• EXERCISE REQUIREMENTS: Copy exactly the lines from the one containing "Locate the sailboat;" through the last line of the records, both included, and nothing more.

• SOURCE MATERIAL:
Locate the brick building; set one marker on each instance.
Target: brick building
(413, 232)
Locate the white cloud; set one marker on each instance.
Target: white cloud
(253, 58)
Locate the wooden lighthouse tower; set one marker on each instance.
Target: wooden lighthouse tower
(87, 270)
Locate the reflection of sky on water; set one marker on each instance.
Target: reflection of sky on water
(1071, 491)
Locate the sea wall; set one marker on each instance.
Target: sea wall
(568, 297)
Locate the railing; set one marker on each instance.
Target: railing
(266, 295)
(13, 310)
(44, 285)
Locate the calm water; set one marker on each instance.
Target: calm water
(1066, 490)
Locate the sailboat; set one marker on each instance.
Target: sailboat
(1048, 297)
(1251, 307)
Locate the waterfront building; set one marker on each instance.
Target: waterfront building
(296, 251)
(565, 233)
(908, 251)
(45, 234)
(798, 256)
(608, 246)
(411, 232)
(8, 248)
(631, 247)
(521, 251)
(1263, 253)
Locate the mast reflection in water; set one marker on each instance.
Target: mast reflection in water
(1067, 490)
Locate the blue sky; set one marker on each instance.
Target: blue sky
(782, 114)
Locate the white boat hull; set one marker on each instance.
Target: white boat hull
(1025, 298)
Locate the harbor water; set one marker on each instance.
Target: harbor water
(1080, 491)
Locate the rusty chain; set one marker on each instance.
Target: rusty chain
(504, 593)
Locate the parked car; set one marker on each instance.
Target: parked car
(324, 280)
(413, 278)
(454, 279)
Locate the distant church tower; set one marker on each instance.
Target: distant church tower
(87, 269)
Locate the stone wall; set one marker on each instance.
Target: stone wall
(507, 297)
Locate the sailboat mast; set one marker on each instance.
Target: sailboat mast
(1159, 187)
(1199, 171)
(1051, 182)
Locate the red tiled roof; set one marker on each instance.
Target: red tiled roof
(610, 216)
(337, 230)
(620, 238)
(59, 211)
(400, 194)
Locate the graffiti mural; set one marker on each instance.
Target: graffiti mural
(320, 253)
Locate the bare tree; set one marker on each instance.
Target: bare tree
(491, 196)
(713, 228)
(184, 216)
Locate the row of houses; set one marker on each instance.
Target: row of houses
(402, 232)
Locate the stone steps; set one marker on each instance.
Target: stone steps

• SOLVED PROBLEM:
Locate the sailboat; set one marker on each instance.
Target: sailboat
(1048, 297)
(1251, 307)
Locate the waterfront building; set one marker on each instance.
Target: waterfront building
(296, 251)
(565, 233)
(908, 251)
(45, 234)
(798, 256)
(608, 246)
(411, 232)
(8, 248)
(631, 247)
(521, 251)
(1263, 253)
Locate the mast reflection in water; set one marker on each instance.
Target: mast reflection in water
(1067, 490)
Locate the blue sky; set one marker on each instance.
Target: blue sky
(782, 114)
Locate the white boat hull; set one marker on each instance.
Target: white boat hull
(1025, 298)
Locate the harbor water; set one marker on each instance.
Target: harbor water
(1080, 491)
Locate the rusty chain; set one marker on each instance.
Target: rusty chain
(504, 593)
Locate the parked car; set one marker on each instance.
Target: parked car
(324, 280)
(413, 278)
(454, 279)
Locate the distant church tower; set one marker on each instance.
Target: distant church tower
(87, 269)
Locate the stone wall; set one marker on each instance.
Target: stone wall
(507, 297)
Locate the sailboat mast; set one marker on each instance.
Target: sailboat mast
(1159, 187)
(1199, 171)
(1051, 182)
Locate the red tiled roof; set one marker on each instance.
Target: red tiled roof
(610, 216)
(337, 230)
(620, 238)
(59, 211)
(400, 194)
Locate the graffiti mural; set one marker on each instance.
Target: graffiti mural
(320, 253)
Locate the bare tree; set one marker on each instance.
Target: bare tree
(491, 196)
(713, 228)
(184, 216)
Locate the row of houses; set one marker on each instance.
Target: row of houses
(402, 232)
Locate the stone steps; set one marker on each instance.
Target: stone steps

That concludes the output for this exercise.